> Provided text:
# # # # # # #
Re: [RFC PATCH v2 00/37] guest_memfd: In-place conversion support
From: Lisa Wang
Date: Fri Feb 20 2026 - 04:09:19 EST
On Mon, Feb 02, 2026 at 02:36:37PM -0800, Ackerley Tng wrote:
> (resending to fix Message-ID)
>
> Here's a second revision of guest_memfd In-place conversion support.
>
> In this version, other than addressing comments from RFCv1 [1], the largest
> change is that guest_memfd now does not avoid participation in LRU; it
> participates in LRU by joining the unevictable list (no change from before this
> series).
>
> While checking for elevated refcounts during shared to private conversions,
> guest_memfd will now do an lru_add_drain_all() if elevated refcounts were found,
> before concluding that there are true users of the shared folio and erroring
> out.
>
> I'd still like feedback on these points, if any:
>
> 1. Having private/shared status stored in a maple tree (Thanks Michael for your
> support of using maple trees over xarrays for performance! [5]).
> 2. Having a new guest_memfd ioctl (not a vm ioctl) that performs conversions.
> 3. Using ioctls/structs/input attribute similar to the existing vm ioctl
> KVM_SET_MEMORY_ATTRIBUTES to perform conversions.
> 4. Storing requested attributes directly in the maple tree.
> 5. Using a KVM module-wide param to toggle between setting memory attributes via
> vm and guest_memfd ioctls (making them mututally exclusive - a single loaded
> KVM module can only do one of the two.).
>
> [...snip...]
>
>
> --
> 2.53.0.rc1.225.gd81095ad13-goog
I’ve tested memory failure handling after applying this series and here’s what
memory_failure() does:
Shared memory: In line with other in-memory filesystems, the memory_failure()
# # # # # # #
(Contour labeling items)
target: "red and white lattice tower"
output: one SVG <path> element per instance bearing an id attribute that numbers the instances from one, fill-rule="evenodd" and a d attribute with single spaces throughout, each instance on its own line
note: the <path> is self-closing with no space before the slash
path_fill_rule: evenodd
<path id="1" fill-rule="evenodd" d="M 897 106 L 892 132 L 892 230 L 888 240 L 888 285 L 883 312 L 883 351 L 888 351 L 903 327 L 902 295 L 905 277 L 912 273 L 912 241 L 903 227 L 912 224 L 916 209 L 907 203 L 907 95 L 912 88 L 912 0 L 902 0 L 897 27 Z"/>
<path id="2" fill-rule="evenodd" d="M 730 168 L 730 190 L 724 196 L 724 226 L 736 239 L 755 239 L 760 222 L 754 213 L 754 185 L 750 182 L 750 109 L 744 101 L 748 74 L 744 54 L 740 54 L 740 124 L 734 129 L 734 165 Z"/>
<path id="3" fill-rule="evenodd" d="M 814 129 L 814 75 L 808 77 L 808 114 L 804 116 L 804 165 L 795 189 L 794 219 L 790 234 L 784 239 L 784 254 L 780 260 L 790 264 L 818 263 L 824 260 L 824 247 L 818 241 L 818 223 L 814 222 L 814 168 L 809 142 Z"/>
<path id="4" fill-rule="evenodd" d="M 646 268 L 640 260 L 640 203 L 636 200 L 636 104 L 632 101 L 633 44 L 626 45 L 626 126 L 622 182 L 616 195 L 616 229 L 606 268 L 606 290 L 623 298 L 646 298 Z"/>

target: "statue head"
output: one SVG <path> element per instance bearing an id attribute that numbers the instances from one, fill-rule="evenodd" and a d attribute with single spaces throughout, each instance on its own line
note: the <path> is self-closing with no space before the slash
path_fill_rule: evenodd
# # # # # # #
> Required work:
1. Translate this sentence from the guest_memfd patch thread into Spanish: "While checking for elevated refcounts during shared to private conversions, guest_memfd will now do an lru_add_drain_all() if elevated refcounts were found, before concluding that there are true users of the shared folio and erroring out."
2. In the guest_memfd patch thread, which list does guest_memfd join in order to participate in LRU?
None of the lines is needed here.

> In response:
1. Al comprobar si hay recuentos de referencias elevados durante las conversiones de compartido a privado, guest_memfd ahora ejecutará un lru_add_drain_all() si se encontraron recuentos de referencias elevados, antes de concluir que existen usuarios reales del folio compartido y terminar con un error.

2. The unevictable list.